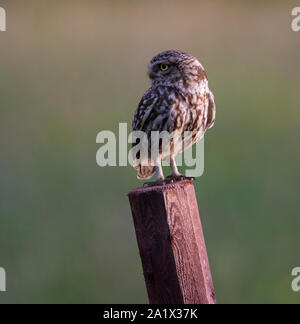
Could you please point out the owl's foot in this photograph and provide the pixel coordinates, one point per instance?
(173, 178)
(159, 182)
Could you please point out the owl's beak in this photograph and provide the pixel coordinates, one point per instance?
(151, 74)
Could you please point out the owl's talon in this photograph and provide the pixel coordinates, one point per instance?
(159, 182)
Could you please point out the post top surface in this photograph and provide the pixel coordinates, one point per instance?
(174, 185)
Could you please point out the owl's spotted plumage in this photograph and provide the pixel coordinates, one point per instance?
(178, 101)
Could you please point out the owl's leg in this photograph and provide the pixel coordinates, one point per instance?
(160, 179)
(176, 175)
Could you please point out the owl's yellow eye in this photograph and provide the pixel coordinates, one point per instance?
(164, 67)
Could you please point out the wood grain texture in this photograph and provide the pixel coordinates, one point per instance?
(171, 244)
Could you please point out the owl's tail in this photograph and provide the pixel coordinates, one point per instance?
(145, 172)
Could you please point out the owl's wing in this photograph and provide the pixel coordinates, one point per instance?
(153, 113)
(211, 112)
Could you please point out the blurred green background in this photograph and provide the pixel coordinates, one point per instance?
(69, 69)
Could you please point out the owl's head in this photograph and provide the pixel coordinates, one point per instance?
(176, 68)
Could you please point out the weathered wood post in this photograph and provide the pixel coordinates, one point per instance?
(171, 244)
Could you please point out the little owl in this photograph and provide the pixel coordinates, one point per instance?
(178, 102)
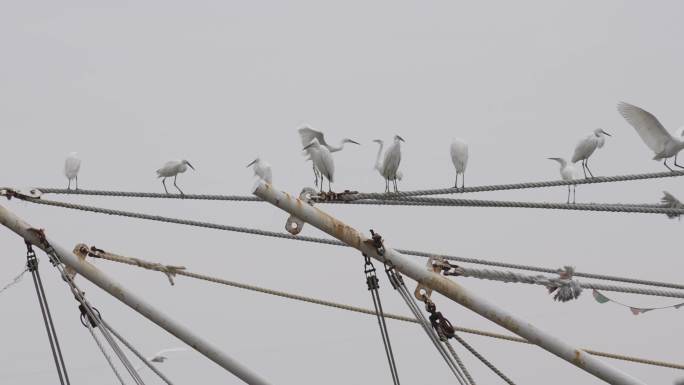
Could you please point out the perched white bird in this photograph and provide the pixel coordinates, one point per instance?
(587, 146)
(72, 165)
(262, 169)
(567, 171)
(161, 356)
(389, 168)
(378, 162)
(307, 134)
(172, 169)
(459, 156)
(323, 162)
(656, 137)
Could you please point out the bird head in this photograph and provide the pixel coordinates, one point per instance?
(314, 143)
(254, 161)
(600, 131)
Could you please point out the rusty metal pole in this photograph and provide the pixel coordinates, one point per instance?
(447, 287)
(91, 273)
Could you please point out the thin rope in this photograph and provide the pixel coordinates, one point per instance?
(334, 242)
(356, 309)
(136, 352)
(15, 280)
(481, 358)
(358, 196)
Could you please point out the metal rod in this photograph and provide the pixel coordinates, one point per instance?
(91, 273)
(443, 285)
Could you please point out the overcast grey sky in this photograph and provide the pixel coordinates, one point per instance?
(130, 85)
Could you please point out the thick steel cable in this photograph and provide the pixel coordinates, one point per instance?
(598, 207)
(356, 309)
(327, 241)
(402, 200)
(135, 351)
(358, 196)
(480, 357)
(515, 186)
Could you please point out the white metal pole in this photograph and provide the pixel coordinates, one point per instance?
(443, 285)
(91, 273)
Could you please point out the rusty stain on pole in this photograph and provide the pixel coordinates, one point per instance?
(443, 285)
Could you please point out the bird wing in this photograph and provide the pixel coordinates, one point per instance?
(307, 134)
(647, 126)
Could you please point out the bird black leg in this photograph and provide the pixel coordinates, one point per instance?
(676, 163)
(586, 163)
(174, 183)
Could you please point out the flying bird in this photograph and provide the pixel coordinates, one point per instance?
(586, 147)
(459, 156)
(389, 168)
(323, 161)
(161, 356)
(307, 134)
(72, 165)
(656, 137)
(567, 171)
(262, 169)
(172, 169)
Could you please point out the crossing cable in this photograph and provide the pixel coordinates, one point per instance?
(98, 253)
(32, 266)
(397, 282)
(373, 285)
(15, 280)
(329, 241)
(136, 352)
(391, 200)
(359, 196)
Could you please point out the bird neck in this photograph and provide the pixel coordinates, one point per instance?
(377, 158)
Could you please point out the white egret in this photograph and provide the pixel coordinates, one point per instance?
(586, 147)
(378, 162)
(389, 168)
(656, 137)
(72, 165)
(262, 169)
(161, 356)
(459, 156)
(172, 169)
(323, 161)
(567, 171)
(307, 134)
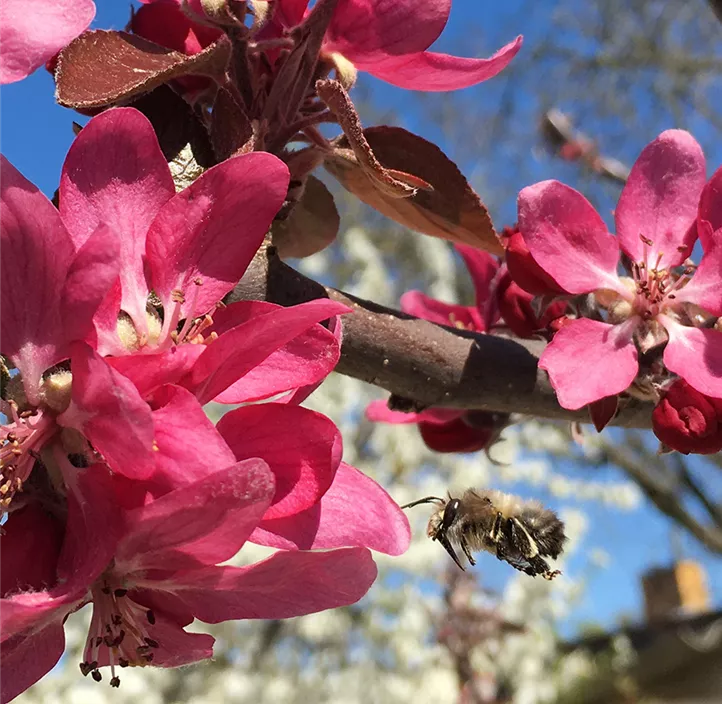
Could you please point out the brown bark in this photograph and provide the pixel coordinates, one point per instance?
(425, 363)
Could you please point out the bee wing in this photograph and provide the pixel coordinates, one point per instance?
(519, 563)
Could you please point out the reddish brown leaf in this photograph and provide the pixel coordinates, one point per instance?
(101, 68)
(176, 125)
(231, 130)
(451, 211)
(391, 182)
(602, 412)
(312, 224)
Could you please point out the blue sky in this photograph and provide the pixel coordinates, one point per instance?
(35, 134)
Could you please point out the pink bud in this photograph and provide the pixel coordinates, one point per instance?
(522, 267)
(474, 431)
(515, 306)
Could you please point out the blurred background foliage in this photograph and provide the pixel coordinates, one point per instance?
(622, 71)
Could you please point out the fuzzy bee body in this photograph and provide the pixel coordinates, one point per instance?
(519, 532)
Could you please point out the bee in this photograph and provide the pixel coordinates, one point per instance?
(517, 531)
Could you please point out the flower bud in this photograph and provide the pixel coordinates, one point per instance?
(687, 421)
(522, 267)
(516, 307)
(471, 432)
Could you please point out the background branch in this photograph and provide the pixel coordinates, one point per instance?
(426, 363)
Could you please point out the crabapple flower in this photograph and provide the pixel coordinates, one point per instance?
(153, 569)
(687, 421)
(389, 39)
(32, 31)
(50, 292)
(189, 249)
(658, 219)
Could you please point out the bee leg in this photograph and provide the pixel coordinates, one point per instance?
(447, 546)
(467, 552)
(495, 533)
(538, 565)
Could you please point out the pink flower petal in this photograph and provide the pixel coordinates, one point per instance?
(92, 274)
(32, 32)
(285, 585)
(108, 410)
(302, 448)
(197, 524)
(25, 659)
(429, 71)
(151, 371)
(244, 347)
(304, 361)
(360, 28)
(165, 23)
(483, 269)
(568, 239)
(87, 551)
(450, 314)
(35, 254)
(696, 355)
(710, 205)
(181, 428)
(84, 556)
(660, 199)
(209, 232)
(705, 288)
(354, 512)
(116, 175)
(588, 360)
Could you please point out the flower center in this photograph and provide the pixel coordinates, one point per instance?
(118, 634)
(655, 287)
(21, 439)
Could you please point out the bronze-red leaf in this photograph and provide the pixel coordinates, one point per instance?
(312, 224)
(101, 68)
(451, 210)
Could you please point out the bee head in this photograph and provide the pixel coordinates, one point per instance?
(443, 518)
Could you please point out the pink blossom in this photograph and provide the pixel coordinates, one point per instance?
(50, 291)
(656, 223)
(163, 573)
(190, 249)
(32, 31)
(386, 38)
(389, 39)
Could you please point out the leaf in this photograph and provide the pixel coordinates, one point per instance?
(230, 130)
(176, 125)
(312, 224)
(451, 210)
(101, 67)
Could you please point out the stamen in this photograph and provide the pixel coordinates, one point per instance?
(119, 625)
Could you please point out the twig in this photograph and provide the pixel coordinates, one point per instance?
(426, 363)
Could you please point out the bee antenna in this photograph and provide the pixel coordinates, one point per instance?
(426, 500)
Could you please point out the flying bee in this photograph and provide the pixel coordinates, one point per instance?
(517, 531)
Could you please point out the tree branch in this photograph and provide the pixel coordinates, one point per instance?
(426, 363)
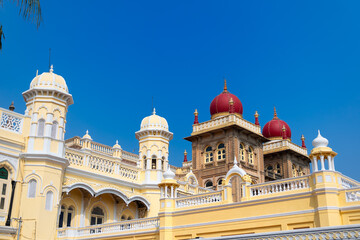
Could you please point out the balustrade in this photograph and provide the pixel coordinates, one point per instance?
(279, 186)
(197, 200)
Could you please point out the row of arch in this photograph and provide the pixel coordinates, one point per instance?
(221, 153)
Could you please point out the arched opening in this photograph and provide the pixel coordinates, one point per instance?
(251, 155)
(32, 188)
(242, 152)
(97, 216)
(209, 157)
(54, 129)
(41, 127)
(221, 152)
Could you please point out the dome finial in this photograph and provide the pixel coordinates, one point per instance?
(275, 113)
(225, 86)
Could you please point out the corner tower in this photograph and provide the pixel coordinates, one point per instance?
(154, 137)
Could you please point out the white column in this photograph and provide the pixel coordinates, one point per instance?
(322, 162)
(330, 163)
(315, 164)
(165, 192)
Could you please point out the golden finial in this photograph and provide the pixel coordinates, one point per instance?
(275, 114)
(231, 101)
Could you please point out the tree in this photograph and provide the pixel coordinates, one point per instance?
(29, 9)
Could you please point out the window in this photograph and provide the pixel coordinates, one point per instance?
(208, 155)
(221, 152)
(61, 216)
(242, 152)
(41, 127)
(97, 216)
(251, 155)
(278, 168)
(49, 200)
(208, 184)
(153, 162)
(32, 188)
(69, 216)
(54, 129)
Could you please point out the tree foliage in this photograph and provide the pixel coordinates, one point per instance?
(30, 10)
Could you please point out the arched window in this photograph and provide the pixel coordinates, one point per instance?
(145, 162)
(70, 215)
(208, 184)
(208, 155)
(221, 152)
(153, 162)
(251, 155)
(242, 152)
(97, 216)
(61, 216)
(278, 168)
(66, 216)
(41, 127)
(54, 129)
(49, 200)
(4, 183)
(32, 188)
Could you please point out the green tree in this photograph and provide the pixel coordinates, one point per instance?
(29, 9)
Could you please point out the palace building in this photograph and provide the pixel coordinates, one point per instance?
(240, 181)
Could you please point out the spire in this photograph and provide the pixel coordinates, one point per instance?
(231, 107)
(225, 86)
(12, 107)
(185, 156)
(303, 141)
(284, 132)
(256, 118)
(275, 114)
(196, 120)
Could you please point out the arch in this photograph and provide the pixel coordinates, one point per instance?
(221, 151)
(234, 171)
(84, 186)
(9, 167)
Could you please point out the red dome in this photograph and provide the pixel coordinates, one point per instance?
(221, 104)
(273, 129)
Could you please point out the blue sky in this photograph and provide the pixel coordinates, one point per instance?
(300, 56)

● **INSTRUCTIONS TO FOLLOW**: Please reproduce the lines starting at the one containing "Could you please point out the red dome" and ending at the end of the material, swapping "blue sky" for "open sky" and leaving everything else unchanged.

● **TASK SOLUTION**:
Could you please point out the red dome in this photograph and provide the pixel coordinates, one point per instance?
(221, 104)
(273, 129)
Could you please point out the open sky in this photograph and provide the pixel coordinates, one point per instance?
(300, 56)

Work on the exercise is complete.